YOUR ASSIGNMENT: In the entries below, which lines run from the one containing "Where can you see the utility" to the one containing "Where can you see the orange"? Copy exactly those lines, ends included, and no others.

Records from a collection
━━━━━━━━━━━━━━━━━━━━━━━━━━━━━━

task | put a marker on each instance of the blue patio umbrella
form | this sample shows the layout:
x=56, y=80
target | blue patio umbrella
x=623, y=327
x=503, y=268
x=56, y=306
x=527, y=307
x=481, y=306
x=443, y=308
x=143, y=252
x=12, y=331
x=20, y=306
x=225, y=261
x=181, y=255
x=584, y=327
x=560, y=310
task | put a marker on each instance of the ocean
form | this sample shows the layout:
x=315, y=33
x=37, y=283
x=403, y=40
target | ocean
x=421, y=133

━━━━━━━━━━━━━━━━━━━━━━━━━━━━━━

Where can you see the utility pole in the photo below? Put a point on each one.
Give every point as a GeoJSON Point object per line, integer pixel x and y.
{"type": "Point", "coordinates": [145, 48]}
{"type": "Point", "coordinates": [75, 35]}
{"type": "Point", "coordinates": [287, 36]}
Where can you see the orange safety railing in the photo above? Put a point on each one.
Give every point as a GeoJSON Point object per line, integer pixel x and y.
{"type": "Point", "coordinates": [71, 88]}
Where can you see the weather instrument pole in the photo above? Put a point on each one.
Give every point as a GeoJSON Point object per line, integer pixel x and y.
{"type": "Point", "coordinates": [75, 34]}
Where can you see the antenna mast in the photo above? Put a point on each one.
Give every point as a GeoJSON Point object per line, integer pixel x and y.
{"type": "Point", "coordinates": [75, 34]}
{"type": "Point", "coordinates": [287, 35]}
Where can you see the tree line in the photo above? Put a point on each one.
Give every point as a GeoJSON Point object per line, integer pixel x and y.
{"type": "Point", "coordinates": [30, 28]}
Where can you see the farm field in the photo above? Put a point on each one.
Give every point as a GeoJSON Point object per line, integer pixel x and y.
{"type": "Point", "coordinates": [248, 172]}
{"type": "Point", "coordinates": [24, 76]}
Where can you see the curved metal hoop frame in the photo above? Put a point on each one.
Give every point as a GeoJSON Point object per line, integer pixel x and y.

━━━━━━━━━━━━━━━━━━━━━━━━━━━━━━

SOLVED PROBLEM:
Where can you see the utility pole in the photo below? Put a point on each one.
Give every point as a GeoJSON Point object per line, integer pixel x and y.
{"type": "Point", "coordinates": [145, 48]}
{"type": "Point", "coordinates": [75, 35]}
{"type": "Point", "coordinates": [287, 36]}
Where can you see the orange safety railing in the photo above? Put a point on each one.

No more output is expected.